Provided text:
□ □ □

One of the biggest challenges at the airport today is the manual processing of the extensive health- and Covid-related documentation required to meet increasing and ever-changing travel regulations. Coupled with limited real-estate space, airports need to make tough decisions about how they are going to provide adequate social distancing and improve check-in facilities at the scale required if the industry is to recover.
The result: airport scenes reminiscent of the 1980s, with snaking four-hour-long check-in queues, disgruntled passengers, denied boarding and overworked airline staff manually checking multiple physical documents for every passenger. The latter can understandably lead to human error: with hundreds of passengers an hour with many documents each, the system breaks at scale.
These challenges will be compounded by the fact that the appetite for travel is big in 2022. Although testing requirements will vary depending on the chosen destination, in the UK passenger confidence is growing, with the travel industry gearing up for a bookings surge that is expected to hit pre-pandemic levels. Therefore, airport capacity and the ability to move passengers through the terminal will be tested like never before.

□ □ □

Supplied entries:
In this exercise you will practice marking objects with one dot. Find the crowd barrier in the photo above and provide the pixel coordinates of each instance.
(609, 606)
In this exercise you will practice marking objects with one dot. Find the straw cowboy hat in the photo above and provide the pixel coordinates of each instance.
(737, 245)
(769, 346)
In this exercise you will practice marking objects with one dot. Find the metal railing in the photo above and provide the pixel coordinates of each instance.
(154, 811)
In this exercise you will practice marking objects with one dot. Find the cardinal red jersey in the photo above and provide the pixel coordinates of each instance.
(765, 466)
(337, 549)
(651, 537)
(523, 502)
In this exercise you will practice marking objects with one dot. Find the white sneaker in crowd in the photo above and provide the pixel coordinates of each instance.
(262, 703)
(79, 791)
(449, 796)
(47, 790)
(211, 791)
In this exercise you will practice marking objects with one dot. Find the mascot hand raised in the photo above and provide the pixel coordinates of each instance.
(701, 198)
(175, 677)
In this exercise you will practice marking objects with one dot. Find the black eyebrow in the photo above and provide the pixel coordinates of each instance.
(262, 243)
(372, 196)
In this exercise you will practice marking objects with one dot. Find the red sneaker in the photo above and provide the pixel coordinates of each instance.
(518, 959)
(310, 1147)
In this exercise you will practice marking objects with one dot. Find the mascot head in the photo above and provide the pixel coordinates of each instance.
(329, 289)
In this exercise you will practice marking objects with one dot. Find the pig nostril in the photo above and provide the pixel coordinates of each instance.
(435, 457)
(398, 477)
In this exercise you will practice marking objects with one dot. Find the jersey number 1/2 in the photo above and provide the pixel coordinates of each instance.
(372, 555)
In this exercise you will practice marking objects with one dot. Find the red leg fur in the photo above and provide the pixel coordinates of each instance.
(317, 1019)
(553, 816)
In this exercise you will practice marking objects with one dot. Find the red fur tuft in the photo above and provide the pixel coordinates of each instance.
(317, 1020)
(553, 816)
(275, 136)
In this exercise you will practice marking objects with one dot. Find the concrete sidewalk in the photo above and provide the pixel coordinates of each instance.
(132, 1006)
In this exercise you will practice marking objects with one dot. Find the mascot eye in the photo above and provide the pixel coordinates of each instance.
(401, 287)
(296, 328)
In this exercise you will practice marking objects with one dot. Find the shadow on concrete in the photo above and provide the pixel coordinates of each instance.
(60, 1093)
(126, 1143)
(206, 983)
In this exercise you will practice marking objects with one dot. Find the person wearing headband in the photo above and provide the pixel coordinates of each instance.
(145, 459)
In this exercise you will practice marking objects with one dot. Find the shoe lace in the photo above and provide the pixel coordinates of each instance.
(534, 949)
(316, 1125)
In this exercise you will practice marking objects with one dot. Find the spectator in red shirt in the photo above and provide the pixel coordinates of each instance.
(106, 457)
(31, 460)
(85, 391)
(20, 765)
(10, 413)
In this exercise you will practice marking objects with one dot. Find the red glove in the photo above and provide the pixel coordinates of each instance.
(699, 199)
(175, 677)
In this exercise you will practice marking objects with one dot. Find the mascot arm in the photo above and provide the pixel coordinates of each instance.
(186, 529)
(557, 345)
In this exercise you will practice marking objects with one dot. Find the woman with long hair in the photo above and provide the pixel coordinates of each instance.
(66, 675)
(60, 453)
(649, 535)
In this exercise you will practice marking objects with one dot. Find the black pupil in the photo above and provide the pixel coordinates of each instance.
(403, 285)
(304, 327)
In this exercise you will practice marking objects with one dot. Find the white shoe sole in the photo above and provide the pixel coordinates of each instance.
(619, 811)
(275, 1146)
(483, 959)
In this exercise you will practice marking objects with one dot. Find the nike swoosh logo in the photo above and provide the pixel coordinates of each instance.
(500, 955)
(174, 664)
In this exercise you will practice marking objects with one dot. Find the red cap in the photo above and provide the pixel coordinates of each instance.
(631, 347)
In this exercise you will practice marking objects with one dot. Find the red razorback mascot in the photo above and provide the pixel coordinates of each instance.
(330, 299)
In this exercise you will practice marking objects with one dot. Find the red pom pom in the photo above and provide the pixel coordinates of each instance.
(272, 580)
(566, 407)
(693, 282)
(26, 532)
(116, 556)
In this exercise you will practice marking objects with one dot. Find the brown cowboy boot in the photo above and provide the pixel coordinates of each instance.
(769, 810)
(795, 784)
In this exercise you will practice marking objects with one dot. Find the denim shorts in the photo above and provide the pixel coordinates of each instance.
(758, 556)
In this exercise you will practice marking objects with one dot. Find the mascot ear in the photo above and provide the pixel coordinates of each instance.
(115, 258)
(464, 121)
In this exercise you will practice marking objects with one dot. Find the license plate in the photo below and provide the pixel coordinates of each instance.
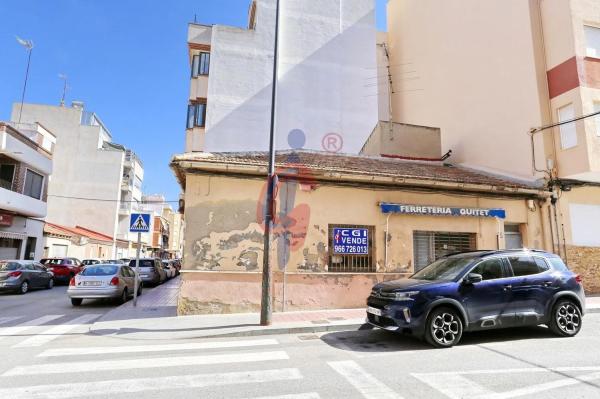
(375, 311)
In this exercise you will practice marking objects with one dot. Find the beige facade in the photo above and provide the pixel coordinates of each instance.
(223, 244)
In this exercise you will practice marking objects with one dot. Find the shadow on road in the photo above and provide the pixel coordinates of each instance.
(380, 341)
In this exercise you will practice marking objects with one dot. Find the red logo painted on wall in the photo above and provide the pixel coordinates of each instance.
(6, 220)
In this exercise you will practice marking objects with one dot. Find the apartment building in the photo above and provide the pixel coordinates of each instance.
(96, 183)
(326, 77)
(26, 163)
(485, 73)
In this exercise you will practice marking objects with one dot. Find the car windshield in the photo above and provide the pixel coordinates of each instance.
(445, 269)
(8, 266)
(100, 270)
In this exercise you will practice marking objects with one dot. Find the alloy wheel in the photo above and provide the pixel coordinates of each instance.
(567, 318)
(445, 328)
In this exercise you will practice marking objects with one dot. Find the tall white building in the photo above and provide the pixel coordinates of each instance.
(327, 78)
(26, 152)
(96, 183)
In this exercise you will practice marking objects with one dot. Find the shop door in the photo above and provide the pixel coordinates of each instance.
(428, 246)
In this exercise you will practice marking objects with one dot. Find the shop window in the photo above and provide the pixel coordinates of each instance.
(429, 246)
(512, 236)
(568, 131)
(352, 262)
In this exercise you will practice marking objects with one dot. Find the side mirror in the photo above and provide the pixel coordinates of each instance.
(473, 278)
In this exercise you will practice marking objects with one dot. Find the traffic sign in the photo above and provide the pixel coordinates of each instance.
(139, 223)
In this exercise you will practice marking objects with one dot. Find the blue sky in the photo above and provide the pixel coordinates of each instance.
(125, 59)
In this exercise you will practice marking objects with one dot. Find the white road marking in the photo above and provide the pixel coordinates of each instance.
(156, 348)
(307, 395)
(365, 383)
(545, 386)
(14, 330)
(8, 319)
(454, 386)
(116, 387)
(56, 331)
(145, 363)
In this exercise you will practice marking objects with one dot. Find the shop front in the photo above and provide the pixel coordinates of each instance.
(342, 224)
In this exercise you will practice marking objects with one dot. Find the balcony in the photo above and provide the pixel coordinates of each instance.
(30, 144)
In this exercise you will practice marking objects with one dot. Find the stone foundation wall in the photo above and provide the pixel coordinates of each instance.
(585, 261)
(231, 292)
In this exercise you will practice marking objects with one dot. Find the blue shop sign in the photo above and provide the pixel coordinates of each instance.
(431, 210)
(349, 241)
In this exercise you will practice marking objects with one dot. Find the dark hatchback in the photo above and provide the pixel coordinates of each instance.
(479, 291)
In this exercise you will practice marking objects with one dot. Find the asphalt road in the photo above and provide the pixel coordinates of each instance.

□ □ □

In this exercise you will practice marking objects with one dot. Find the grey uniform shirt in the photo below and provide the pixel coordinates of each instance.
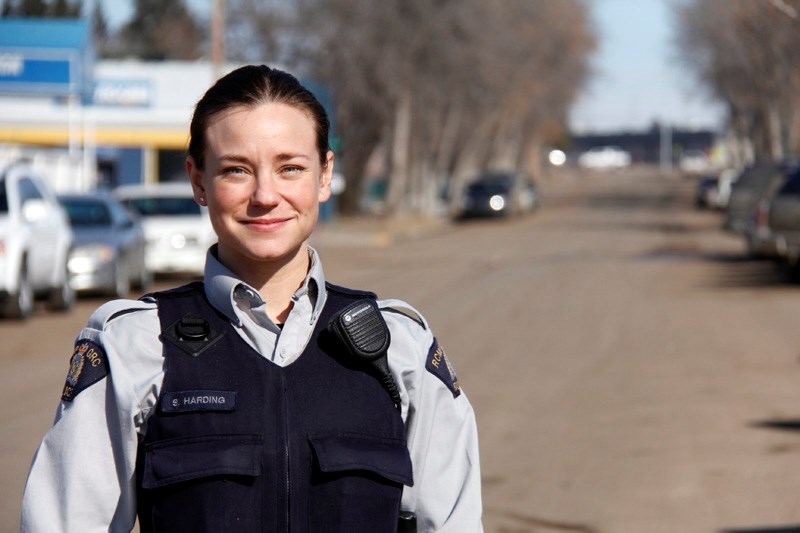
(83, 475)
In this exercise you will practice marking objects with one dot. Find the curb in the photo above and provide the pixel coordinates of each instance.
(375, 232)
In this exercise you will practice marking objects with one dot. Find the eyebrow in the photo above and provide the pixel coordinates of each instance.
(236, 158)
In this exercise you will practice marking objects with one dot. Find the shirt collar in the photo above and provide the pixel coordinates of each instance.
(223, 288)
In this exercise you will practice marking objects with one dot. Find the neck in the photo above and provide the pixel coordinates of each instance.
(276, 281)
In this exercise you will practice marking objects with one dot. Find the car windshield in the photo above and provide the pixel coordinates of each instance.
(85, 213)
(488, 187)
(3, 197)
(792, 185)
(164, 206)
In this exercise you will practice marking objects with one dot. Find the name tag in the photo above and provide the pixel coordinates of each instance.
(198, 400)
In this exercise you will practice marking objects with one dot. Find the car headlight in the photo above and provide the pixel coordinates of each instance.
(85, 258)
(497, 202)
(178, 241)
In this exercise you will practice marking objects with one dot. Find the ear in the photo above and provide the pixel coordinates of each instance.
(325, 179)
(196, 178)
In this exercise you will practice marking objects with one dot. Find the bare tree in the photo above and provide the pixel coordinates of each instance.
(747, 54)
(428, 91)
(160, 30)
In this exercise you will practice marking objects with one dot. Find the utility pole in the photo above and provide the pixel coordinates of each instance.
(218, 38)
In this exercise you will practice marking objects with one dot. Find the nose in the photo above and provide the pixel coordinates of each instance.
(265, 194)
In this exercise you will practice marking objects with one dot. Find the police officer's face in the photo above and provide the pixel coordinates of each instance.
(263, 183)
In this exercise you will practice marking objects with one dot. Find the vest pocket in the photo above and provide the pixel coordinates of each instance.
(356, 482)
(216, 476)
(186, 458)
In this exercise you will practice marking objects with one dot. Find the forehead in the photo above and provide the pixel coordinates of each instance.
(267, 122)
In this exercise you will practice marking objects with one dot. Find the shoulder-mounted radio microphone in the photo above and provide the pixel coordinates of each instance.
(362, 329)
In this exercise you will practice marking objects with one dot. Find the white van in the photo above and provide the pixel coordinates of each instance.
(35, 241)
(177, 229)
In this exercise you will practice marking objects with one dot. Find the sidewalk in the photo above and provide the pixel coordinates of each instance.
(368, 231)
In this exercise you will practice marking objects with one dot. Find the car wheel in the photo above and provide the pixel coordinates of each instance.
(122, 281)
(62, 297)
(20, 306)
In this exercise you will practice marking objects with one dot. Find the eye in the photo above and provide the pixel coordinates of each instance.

□ □ □

Prompt:
Extend the text on airport check-in and Covid travel documents, starting after its final sentence. None of the items here are needed for what comes next.

Result of this exercise:
Passenger airport experience is dependent on airline technology
Passengers’ seamless and smooth transition through the airport is largely dependent on the technology with which airlines manage passenger data, and the reality is that many airlines’ back-office processes are steeped in legacy tech.
Airline passenger systems haven’t changed much since the 1980s and as a result, they tend to be large, clunky and difficult to change. Quite simply, airlines have been slow to adapt to more agile technology as, pre-Covid, the impetus to do so just wasn’t there.
But today that’s a different story. Covid has taught us that governments demand accurate data about passengers, and airlines must be ready for any regulatory changes at a moment’s notice. Our own data at Zamna shows that rules for international travel are currently changing thousands of times a day. Therefore, it’s paramount that technology not only alerts the airlines but also enables them to respond and react to these new rules and requirements and help their passengers meet them. When it comes to passenger communication, this technology connecting the rules and the data to meet them needs to be two-sided: internal for airlines to process passenger information correctly while also being external to the passenger to collect the right data, verify it, secure it and get the passenger ready to fly.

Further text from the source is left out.